EXTRACTED INFORMATION –
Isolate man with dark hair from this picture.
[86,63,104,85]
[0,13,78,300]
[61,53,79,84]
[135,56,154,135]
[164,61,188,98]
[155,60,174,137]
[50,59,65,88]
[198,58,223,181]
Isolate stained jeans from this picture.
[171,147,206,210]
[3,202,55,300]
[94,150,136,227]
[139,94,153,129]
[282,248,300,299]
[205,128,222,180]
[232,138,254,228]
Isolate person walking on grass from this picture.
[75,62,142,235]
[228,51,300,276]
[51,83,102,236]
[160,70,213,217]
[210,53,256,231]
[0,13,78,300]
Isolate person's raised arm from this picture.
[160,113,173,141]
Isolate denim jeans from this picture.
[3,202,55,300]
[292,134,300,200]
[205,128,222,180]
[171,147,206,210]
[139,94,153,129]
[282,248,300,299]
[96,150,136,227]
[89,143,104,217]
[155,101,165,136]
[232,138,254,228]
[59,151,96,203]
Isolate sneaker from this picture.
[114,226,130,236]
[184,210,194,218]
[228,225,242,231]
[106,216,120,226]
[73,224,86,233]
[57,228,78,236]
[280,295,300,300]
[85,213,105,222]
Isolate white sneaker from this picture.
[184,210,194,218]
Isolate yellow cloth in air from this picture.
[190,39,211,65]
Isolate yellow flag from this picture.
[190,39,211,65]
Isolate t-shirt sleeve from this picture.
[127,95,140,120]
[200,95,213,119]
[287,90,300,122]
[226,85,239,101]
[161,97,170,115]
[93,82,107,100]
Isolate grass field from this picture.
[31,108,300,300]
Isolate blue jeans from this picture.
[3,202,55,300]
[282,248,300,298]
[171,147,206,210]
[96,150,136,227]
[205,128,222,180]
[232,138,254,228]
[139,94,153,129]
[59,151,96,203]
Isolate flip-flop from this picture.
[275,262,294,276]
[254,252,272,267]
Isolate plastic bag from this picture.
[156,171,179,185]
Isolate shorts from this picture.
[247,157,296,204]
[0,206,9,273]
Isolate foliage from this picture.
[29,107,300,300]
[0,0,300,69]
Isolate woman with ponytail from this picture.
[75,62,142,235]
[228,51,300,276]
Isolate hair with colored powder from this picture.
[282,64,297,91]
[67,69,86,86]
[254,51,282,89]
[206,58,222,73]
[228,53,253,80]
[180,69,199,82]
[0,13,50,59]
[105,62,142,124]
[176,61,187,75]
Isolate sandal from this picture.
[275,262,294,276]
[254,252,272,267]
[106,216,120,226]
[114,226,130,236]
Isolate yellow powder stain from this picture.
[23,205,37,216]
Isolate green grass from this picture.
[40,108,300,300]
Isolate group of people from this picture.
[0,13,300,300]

REQUIRED WORK – Change "Isolate" to "Select" everywhere it occurs in the items above, and write all the items out again with nothing else altered.

IN RESPONSE –
Select man with dark hair from this picture.
[86,63,104,85]
[0,13,78,300]
[61,53,79,84]
[135,56,154,135]
[164,61,188,98]
[155,60,174,137]
[50,59,65,88]
[198,58,223,181]
Select stained jeans from this picture.
[171,147,206,210]
[3,202,55,300]
[94,150,136,227]
[139,94,153,129]
[282,248,300,299]
[205,128,222,180]
[232,138,254,228]
Select person walking on grass from this picture.
[75,62,142,235]
[228,51,300,276]
[51,83,102,236]
[160,70,213,217]
[210,53,256,231]
[0,13,78,300]
Select person's raised arm from this picture.
[160,113,173,141]
Select denim jeans from this picture.
[3,202,55,300]
[292,134,300,200]
[205,128,222,180]
[171,147,206,210]
[139,94,153,129]
[282,248,300,299]
[96,150,136,227]
[89,143,104,217]
[155,101,165,136]
[232,138,254,228]
[59,151,96,203]
Select sneaker from this picture.
[114,226,130,236]
[184,210,194,218]
[228,225,242,231]
[106,216,120,226]
[73,224,86,233]
[57,228,78,236]
[280,295,300,300]
[85,213,105,222]
Select white sneaker from this picture.
[184,210,194,218]
Select yellow cloth in air from this picture.
[190,39,211,65]
Select yellow flag from this picture.
[190,39,211,65]
Select t-shirt sleeve from this picture.
[127,95,140,120]
[200,95,213,119]
[287,90,300,122]
[226,85,239,101]
[161,97,170,115]
[93,82,107,100]
Select grass field from this picture.
[31,108,300,300]
Select blue jeans from this picture.
[3,202,55,300]
[282,248,300,298]
[171,147,206,210]
[96,150,136,227]
[205,128,222,180]
[232,138,254,228]
[139,94,153,129]
[59,151,96,203]
Select flip-flop from this picture.
[275,262,294,276]
[254,252,272,267]
Select plastic bag from this picture.
[156,171,179,185]
Select shorts from this picture.
[247,157,296,204]
[0,206,9,273]
Select foliage from this picture.
[29,107,300,300]
[0,0,300,69]
Select woman with ponytail from this picture.
[75,62,142,235]
[228,51,300,276]
Select hair with colored powder from this picture.
[282,64,297,91]
[67,69,86,86]
[254,51,282,89]
[206,58,222,73]
[228,53,253,80]
[180,69,199,82]
[0,13,50,59]
[105,62,142,124]
[176,61,187,75]
Select sandal from this picture.
[275,262,294,276]
[254,252,272,267]
[106,216,120,226]
[114,226,130,236]
Select yellow powder stain from this picture.
[23,205,37,216]
Select green grass from this picture.
[40,108,300,300]
Select group of people from this picture.
[0,13,300,300]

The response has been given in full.